What you are asked to do: Which lines in the data below contain the word "rear"? Copy each of them.

Input material:
════════════════
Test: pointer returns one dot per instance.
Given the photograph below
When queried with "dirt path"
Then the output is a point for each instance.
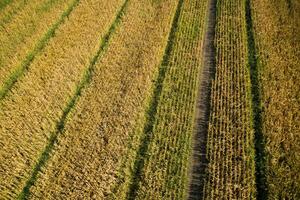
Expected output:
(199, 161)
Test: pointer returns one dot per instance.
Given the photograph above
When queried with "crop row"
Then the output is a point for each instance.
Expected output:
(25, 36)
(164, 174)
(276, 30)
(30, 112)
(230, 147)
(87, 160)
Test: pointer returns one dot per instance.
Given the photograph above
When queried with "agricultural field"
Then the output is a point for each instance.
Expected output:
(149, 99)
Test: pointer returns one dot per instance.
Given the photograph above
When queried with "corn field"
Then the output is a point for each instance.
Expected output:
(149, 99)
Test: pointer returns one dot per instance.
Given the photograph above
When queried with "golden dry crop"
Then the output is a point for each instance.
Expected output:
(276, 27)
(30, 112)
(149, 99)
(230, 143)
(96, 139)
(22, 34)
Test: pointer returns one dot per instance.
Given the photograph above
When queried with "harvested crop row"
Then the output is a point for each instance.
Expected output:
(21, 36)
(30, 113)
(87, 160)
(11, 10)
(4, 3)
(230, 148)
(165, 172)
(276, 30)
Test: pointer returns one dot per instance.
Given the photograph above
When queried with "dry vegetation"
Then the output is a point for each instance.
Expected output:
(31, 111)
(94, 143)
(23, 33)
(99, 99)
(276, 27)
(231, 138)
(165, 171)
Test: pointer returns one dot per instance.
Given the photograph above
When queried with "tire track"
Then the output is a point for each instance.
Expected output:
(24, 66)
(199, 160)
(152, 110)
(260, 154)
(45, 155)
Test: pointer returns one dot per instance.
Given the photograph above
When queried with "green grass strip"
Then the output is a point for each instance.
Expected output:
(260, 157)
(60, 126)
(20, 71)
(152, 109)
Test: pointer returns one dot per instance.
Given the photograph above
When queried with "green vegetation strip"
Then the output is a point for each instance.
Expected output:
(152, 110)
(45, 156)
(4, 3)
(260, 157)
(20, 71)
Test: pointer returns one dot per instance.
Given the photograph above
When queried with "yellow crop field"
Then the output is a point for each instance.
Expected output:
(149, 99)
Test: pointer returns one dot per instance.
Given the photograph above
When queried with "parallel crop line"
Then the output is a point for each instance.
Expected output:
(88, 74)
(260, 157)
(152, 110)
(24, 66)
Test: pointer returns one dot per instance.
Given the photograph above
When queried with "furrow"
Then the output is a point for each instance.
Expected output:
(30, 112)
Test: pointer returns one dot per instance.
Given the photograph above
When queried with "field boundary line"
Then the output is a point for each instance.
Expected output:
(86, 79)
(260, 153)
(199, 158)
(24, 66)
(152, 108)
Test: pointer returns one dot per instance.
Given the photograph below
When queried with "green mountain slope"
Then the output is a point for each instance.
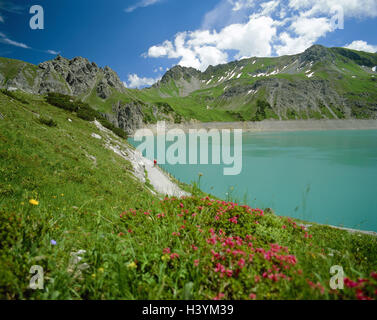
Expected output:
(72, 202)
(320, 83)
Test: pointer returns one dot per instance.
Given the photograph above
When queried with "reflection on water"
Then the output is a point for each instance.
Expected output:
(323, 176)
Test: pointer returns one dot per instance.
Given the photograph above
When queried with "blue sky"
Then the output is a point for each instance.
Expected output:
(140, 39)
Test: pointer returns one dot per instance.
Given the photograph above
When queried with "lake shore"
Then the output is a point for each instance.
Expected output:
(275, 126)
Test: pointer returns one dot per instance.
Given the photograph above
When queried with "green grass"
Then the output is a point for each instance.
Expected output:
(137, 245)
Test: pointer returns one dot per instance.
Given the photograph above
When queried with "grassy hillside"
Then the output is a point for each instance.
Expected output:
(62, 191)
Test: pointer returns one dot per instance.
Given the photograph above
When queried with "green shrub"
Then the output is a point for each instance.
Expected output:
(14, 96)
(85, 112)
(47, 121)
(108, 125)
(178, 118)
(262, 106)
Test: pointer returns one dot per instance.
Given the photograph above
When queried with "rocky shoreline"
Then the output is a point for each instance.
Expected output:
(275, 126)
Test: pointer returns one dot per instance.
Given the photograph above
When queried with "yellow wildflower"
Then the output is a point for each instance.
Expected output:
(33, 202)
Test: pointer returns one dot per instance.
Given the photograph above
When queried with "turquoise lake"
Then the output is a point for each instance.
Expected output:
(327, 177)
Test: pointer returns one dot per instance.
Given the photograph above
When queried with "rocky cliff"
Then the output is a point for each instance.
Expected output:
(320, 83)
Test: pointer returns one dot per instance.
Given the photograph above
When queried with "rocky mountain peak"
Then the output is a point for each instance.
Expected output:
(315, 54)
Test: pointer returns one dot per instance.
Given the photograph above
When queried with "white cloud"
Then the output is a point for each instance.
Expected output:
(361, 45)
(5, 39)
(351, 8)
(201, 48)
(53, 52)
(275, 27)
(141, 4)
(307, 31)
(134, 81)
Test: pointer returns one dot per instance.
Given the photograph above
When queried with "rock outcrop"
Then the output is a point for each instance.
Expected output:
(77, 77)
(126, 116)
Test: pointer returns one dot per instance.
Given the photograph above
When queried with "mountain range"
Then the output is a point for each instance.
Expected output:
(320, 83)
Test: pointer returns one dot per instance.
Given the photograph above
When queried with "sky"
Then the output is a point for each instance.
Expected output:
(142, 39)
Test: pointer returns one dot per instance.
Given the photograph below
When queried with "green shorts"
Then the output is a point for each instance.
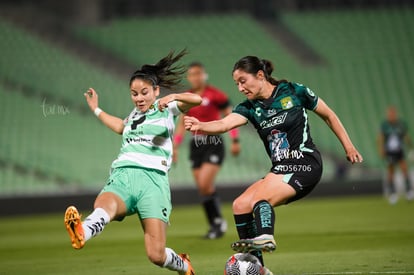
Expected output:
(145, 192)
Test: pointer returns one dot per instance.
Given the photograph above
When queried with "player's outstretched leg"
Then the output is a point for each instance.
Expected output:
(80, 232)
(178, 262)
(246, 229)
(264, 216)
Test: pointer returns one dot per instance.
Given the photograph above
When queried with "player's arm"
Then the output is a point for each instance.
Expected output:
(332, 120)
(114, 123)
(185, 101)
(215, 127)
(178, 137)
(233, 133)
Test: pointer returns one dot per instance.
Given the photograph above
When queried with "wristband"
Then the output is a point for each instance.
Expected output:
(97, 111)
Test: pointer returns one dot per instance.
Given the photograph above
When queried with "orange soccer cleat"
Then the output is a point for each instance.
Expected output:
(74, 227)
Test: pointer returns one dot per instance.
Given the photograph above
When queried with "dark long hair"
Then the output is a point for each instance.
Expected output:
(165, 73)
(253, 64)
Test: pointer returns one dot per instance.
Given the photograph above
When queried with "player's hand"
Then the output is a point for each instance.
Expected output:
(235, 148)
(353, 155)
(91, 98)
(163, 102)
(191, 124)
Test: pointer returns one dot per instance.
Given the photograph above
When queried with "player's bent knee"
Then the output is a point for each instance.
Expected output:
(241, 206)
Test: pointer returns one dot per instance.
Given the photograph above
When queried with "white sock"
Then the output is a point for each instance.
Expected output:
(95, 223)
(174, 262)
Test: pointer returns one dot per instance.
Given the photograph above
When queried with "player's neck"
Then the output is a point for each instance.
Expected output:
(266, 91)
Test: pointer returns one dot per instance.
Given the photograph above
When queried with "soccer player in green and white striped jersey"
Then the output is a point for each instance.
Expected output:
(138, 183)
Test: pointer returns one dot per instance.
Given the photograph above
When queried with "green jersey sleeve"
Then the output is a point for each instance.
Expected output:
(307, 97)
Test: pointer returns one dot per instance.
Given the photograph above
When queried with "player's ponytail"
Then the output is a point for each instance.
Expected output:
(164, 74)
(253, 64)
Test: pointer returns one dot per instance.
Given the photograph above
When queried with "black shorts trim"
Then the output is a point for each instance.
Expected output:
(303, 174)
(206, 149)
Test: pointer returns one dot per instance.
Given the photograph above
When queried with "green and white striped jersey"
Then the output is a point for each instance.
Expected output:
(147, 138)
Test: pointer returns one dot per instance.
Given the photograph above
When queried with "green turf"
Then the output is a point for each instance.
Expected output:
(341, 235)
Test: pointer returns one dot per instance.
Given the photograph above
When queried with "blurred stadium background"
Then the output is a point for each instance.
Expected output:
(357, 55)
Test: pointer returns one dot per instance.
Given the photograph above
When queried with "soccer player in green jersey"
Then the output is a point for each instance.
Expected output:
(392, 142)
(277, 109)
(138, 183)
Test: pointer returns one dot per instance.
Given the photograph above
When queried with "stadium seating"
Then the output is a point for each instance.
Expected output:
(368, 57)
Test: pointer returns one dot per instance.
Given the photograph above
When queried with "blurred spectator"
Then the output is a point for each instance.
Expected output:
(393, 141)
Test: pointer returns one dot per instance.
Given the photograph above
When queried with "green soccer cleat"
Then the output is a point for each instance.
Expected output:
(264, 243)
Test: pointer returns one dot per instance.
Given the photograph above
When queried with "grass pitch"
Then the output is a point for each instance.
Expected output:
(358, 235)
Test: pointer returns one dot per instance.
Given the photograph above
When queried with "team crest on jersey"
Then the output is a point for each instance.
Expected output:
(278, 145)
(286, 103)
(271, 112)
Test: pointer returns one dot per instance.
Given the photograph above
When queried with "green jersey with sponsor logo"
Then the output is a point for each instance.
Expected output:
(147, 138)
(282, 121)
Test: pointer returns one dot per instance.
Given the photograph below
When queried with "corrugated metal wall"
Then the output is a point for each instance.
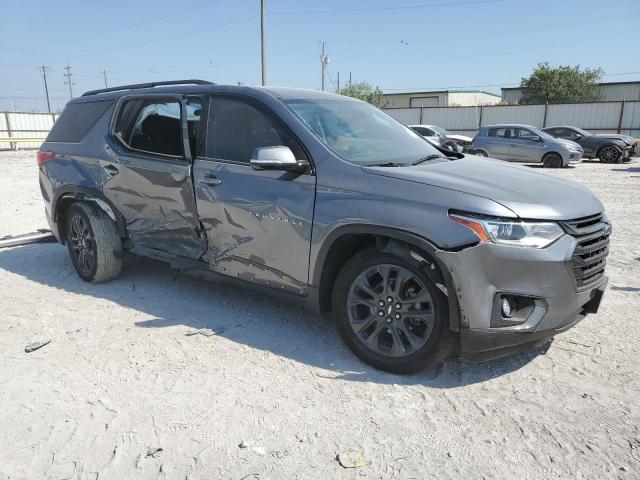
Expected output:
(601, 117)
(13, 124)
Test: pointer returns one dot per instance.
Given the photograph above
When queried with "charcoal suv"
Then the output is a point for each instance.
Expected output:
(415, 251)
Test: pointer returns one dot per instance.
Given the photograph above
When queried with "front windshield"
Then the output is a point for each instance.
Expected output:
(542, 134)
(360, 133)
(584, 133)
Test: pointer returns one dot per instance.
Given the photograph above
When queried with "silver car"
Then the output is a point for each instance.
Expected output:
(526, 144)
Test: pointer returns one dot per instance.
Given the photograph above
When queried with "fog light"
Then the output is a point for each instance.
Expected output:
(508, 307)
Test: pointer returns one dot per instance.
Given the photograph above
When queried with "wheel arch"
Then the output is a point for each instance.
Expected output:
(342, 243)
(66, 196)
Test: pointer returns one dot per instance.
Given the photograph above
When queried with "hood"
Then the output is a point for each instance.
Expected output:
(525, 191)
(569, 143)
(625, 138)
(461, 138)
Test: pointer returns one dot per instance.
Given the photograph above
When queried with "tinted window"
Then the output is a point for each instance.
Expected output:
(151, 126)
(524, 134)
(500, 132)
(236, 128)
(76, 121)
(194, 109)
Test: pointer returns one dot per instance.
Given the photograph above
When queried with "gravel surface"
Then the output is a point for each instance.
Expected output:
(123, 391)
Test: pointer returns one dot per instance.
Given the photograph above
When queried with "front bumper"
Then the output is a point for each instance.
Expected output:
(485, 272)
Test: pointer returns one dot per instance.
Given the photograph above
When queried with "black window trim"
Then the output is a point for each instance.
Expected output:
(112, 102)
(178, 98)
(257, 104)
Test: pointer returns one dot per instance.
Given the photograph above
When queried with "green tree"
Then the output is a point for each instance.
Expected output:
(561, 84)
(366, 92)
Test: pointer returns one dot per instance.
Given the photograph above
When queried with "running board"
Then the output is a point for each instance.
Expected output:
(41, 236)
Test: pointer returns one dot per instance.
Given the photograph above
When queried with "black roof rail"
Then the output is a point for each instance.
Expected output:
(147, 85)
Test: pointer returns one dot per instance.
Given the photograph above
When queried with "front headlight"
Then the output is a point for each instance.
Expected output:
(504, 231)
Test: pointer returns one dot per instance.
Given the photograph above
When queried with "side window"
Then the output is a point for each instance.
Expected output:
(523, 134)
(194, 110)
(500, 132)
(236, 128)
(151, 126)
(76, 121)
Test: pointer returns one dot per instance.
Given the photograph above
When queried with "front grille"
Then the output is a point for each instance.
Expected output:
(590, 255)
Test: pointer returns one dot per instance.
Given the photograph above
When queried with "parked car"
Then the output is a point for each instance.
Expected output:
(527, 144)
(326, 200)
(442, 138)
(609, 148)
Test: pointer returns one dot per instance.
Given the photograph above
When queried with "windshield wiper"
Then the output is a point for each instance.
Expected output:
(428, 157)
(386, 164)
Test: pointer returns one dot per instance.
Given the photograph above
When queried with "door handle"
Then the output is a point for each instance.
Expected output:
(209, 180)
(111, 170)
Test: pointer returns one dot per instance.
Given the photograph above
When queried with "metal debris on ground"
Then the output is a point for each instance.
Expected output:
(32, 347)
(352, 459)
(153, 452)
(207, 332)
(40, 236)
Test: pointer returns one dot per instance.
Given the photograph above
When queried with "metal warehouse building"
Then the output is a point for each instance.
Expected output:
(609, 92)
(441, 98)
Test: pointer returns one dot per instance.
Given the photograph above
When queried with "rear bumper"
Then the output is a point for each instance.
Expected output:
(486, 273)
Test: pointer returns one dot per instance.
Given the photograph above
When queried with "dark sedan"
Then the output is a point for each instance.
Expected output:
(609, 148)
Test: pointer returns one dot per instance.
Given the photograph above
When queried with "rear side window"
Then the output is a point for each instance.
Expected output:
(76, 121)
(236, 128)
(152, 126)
════════════════
Result for this task:
When queried with "rear bumper"
When queried with "rear side window"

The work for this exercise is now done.